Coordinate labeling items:
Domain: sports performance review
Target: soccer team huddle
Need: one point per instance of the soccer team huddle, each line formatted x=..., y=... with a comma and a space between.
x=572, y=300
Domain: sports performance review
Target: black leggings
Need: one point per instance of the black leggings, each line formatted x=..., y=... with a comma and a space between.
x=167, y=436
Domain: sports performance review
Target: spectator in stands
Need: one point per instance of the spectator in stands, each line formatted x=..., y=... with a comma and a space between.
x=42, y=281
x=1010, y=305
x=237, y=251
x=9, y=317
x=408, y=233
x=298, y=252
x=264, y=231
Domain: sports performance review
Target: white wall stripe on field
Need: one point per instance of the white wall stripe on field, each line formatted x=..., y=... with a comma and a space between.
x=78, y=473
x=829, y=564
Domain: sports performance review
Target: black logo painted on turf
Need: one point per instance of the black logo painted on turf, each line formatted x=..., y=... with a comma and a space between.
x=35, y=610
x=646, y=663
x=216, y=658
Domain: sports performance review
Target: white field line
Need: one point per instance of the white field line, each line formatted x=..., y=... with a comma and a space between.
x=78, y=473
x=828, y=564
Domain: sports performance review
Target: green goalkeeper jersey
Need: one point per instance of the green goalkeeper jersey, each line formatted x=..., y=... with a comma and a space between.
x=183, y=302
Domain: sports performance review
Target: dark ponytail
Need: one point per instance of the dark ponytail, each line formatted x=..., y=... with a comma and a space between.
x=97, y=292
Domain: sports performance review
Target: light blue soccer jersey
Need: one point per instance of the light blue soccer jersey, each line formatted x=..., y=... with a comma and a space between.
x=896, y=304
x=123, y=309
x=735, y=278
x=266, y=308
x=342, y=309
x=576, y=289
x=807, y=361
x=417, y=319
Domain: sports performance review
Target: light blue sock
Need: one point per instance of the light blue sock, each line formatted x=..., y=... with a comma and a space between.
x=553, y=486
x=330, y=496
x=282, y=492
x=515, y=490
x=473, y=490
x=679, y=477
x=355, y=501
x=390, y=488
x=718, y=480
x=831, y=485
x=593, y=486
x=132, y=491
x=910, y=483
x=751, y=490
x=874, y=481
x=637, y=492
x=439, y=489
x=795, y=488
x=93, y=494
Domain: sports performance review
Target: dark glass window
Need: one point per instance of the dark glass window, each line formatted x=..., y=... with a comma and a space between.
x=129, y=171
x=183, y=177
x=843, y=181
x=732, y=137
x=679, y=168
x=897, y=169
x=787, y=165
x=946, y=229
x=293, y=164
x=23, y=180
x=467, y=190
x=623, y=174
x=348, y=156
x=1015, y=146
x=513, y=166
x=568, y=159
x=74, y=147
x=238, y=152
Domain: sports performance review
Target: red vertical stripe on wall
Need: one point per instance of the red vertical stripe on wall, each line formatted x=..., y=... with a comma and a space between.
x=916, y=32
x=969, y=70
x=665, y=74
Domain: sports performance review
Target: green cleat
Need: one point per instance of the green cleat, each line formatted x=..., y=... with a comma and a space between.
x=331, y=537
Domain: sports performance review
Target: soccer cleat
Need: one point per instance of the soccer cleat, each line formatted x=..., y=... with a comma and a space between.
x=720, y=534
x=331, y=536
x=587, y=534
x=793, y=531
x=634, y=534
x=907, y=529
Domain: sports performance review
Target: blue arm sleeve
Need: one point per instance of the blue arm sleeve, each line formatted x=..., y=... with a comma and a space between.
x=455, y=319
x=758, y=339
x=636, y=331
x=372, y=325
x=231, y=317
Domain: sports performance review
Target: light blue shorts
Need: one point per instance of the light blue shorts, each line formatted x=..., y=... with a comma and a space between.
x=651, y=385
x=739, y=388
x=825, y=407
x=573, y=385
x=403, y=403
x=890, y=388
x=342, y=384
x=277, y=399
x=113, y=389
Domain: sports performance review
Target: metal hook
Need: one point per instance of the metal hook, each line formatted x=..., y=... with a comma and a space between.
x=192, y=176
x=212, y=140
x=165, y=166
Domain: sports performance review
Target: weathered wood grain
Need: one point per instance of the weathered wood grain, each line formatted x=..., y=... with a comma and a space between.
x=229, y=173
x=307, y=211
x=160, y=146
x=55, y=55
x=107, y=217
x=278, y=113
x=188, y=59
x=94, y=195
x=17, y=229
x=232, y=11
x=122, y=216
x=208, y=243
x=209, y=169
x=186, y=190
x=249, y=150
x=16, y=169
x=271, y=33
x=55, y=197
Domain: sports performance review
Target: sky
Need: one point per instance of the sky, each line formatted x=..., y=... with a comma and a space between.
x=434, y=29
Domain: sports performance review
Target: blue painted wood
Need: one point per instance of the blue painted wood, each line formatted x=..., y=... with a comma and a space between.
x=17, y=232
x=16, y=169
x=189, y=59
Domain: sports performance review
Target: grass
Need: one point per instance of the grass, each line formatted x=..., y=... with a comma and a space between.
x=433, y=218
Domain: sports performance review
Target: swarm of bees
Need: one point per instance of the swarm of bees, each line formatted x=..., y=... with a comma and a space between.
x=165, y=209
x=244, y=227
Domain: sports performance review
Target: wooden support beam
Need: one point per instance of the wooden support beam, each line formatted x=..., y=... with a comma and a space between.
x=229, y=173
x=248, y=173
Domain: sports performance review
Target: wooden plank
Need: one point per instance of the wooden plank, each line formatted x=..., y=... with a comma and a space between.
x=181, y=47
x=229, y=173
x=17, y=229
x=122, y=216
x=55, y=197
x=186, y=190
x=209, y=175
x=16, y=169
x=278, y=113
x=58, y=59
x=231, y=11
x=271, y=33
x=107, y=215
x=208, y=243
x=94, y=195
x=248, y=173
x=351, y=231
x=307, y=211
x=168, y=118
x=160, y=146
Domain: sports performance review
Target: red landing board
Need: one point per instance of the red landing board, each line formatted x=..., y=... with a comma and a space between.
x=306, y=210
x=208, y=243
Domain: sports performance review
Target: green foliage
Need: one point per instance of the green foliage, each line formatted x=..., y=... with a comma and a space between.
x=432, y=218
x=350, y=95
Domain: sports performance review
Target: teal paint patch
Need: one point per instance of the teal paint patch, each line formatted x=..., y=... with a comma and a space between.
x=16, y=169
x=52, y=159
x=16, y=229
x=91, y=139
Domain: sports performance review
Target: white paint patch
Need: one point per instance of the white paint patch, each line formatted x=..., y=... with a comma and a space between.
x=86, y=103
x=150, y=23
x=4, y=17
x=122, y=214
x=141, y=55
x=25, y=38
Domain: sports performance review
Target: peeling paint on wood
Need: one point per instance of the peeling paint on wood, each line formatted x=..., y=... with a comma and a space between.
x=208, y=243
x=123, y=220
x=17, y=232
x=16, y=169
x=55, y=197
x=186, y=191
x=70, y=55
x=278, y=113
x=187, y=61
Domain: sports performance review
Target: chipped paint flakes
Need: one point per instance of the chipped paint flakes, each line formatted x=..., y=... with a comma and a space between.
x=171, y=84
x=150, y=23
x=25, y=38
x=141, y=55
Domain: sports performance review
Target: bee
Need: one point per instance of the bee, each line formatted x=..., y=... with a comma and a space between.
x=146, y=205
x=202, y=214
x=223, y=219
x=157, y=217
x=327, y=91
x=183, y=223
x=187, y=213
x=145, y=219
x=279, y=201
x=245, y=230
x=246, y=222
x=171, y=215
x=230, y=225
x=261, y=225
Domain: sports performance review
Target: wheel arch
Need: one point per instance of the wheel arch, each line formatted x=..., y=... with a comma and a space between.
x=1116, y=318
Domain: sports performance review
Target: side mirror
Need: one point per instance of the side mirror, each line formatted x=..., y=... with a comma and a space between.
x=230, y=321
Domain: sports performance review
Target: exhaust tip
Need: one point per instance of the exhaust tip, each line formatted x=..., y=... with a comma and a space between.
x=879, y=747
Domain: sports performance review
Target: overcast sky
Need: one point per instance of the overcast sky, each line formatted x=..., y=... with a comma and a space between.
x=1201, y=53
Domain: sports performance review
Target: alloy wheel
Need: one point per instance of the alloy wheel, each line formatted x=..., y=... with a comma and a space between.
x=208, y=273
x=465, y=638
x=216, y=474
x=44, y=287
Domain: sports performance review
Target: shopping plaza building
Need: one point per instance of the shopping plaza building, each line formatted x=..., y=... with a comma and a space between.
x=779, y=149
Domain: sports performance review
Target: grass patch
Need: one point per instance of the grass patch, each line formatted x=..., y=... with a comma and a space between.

### TASK STATEMENT
Copy out the items word for word, from the first line down through the line that contains "x=167, y=436", including that line.

### SOLUTION TO THIS EXERCISE
Domain: sports performance review
Target: soccer team huddle
Need: one point per instance of the soccer team huddle, each line formatted x=..., y=... with a comma and a space between.
x=572, y=300
Domain: sports performance review
Target: black leggings
Need: one point per instance of the black leggings, each line formatted x=..., y=... with a comma and a space between.
x=167, y=436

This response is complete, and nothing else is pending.